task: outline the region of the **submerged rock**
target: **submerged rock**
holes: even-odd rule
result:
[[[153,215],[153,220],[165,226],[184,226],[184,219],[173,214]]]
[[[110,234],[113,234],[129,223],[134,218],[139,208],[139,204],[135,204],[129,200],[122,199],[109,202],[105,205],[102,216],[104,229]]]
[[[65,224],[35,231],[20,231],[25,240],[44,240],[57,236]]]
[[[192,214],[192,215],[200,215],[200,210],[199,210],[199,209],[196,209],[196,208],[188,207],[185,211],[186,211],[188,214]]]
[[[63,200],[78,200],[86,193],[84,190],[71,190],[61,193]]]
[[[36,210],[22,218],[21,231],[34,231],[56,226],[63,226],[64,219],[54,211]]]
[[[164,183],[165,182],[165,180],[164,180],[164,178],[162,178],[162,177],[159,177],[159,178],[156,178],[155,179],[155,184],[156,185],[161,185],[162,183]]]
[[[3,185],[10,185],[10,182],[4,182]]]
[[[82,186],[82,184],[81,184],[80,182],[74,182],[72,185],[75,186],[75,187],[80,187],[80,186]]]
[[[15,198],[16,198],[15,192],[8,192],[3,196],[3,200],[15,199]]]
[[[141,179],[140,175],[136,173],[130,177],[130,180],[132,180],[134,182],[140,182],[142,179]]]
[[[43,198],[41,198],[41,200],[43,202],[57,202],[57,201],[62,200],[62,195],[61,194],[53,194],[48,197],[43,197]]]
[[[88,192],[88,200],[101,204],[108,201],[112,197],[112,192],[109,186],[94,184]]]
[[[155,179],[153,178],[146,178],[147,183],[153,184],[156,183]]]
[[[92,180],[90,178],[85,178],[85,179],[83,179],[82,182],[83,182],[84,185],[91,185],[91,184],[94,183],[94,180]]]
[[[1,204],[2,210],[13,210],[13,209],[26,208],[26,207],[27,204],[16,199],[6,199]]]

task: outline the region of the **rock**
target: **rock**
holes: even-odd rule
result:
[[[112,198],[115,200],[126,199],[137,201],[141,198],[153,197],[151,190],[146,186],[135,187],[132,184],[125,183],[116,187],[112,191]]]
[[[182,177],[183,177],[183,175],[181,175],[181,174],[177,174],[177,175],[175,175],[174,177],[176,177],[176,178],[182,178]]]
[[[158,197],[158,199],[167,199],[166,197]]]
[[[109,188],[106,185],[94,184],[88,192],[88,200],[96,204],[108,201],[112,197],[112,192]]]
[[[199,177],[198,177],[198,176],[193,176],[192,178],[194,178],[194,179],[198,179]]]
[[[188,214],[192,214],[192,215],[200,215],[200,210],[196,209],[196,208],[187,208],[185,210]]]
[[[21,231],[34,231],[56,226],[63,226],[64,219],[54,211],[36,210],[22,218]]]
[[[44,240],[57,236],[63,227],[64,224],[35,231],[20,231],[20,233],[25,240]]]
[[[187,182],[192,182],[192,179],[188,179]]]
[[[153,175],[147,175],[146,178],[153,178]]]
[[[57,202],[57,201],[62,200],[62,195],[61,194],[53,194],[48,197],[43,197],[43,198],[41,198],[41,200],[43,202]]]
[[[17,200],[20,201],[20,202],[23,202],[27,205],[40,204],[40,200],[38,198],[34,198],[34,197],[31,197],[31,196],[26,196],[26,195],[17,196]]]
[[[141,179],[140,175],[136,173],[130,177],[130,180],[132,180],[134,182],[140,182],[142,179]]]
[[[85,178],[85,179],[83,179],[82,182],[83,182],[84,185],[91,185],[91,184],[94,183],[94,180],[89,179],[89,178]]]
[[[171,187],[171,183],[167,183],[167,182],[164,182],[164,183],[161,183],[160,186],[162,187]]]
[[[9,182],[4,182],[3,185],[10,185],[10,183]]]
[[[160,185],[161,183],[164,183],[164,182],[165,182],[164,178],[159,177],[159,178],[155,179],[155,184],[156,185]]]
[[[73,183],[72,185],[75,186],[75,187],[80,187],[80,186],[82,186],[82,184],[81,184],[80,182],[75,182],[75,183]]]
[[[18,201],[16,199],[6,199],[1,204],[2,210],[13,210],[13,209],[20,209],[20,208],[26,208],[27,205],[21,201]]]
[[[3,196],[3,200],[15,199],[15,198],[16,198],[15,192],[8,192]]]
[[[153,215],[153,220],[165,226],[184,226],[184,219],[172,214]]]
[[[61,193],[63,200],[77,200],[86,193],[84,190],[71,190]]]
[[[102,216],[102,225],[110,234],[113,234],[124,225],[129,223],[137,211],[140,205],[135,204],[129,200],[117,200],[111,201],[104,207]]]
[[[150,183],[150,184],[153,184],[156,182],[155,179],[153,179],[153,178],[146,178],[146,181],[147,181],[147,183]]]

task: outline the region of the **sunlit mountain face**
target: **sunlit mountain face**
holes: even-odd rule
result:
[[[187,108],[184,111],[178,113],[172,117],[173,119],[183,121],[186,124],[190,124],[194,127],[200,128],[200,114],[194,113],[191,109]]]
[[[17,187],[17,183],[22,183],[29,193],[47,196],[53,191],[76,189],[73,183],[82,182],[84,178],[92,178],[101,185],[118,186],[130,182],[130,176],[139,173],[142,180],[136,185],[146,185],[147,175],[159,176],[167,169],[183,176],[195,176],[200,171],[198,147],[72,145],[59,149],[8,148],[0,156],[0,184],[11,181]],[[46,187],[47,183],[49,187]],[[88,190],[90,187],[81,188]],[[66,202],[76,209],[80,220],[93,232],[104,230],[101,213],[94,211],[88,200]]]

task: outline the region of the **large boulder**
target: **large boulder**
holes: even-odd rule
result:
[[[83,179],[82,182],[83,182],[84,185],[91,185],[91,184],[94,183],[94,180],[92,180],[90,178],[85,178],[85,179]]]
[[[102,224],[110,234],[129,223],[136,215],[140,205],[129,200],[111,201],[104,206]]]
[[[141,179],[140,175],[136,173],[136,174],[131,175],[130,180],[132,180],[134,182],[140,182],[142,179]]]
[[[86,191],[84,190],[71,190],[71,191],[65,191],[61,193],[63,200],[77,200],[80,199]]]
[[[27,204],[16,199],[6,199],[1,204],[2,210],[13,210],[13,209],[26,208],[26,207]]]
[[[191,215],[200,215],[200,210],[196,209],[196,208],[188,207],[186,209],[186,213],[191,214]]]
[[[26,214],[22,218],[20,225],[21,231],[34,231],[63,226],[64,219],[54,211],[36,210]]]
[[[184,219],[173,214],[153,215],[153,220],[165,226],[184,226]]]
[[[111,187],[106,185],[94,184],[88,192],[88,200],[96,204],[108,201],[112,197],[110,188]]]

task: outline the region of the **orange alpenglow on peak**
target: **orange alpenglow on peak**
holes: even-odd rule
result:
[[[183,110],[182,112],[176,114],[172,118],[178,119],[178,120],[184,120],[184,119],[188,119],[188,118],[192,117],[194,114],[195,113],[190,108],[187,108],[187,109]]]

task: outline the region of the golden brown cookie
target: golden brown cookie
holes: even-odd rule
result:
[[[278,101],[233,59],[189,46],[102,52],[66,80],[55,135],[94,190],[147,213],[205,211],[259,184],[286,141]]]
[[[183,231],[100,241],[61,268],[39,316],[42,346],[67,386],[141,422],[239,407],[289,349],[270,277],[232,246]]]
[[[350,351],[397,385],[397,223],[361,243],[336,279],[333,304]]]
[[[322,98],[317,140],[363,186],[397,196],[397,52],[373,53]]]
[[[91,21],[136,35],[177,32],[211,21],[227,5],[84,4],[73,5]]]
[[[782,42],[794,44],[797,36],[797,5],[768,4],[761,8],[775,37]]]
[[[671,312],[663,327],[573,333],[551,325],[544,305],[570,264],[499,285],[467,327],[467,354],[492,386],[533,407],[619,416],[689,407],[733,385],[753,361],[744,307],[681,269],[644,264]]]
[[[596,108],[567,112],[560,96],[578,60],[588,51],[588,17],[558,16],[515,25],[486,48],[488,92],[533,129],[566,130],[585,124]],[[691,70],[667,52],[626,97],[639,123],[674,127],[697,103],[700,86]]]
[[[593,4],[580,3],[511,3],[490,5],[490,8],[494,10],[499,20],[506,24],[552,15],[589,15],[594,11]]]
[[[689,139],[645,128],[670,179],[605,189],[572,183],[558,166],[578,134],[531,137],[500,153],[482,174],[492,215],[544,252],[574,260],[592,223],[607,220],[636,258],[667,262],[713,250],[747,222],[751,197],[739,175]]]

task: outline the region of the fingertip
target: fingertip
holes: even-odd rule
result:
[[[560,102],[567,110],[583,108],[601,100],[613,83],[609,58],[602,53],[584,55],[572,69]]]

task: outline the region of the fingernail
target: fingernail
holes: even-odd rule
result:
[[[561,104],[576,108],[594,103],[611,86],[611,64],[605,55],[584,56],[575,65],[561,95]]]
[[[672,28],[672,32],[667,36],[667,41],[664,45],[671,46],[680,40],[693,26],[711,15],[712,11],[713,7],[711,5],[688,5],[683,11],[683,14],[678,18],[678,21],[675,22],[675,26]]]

WHAT IS REQUIRED: With the line containing "task: outline the region of the fingernail" as the first and the last line of the data as the final one, copy every line between them exactly, those two included.

SOLUTION BELOW:
task: outline the region of the fingernail
target: fingernail
holes: even-odd rule
result:
[[[561,104],[576,108],[594,103],[611,86],[611,64],[605,55],[584,56],[575,65],[561,95]]]
[[[672,28],[672,32],[667,36],[667,41],[664,45],[671,46],[680,40],[693,26],[711,15],[712,11],[713,7],[711,5],[688,5],[683,11],[683,14],[678,18],[678,21],[675,22],[675,26]]]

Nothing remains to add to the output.